*Passage*
___
* Document the lexer and lightly improve its names
The bulk of this pull request adds a substantial amount of new inline
documentation for the lexer. Along the way, I made a few minor changes
to the names in the lexer, most of which were internal.
The main change that affects other files is renaming `group` to `block`,
since the function is actually parsing a block (a list of groups).
* Further clean up the lexer
- Consolidate the logic of the various token builders into a single type
- Improve and clean up the event-driven BlockParser
- Clean up comment parsing. Comments now contain their original leading
whitespace as well as trailing whitespace, and know how to move some
leading whitespace back into the body based on how the lexer decides
to dedent the comments. This preserves the original whitespace
information while still making it straight-forward to eliminate leading
whitespace in help comments.
___
*Given material*
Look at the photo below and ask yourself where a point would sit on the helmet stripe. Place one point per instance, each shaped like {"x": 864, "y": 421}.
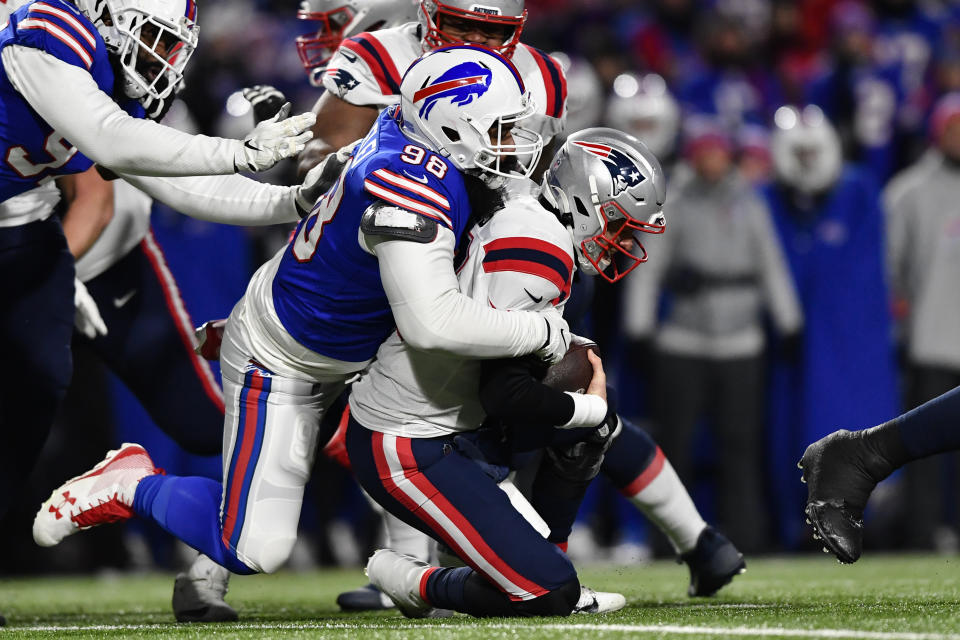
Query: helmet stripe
{"x": 476, "y": 47}
{"x": 554, "y": 82}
___
*Tasks to carry out*
**1.** Write out the lexer notes word for word, everything from "The main change" down to "in help comments.".
**2.** In the lexer notes, what is `group` renamed to?
**3.** Carry the lexer notes on from their final line.
The material above comes from a separate source.

*Answers to the problems*
**1.**
The main change that affects other files is renaming `group` to `block`,
since the function is actually parsing a block (a list of groups).
* Further clean up the lexer
- Consolidate the logic of the various token builders into a single type
- Improve and clean up the event-driven BlockParser
- Clean up comment parsing. Comments now contain their original leading
whitespace as well as trailing whitespace, and know how to move some
leading whitespace back into the body based on how the lexer decides
to dedent the comments. This preserves the original whitespace
information while still making it straight-forward to eliminate leading
whitespace in help comments.

**2.** It is renamed to `block`.

**3.**
* Update meta.rs
* WIP
* fix clippy
* remove unwraps
* remove unwraps
Co-authored-by: Jonathan Turner <jonathandturner@users.noreply.github.com>
Co-authored-by: Jonathan Turner <jonathan.d.turner@gmail.com>
* Put parse_definition related funcs into own module
* Add failing lexer test
* Implement Parsing of definition signature
This commit applied changes how the signature of a function is parsed. Before
there was a little bit of "quick-and-dirty" string-matching/parsing involved.
Now, a signature is a little bit more properly parsed.
The grammar of a definition signature understood by these parsing-functions is
as follows:
`[ (parameter | flag | <eol>)* ]`
where
parameter is:
`name (<:> type)? (<,> | <eol> | (#Comment <eol>))?`
flag is:
`--name (-shortform)? (<:> type)? (<,> | <eol> | (#Comment <eol>))?`
(Note: After the last item no <,> has to come.)
Note: It is now possible to pass comments to flags and parameters
Example:
[
d:int # The required d parameter
--x (-x):string # The all powerful x flag
--y (-y):int # The accompanying y flag
]
(Sadly there seems to be a bug (Or is this expected behaviour?) in the lexer, because of which `--x(-x)` would
be treated as one baseline token and is therefore not correctly recognized as 2. For
now a space has to be inserted)
During the implementation of the module, 2 question arose:
Should flag/parameter names be allowed to be type names?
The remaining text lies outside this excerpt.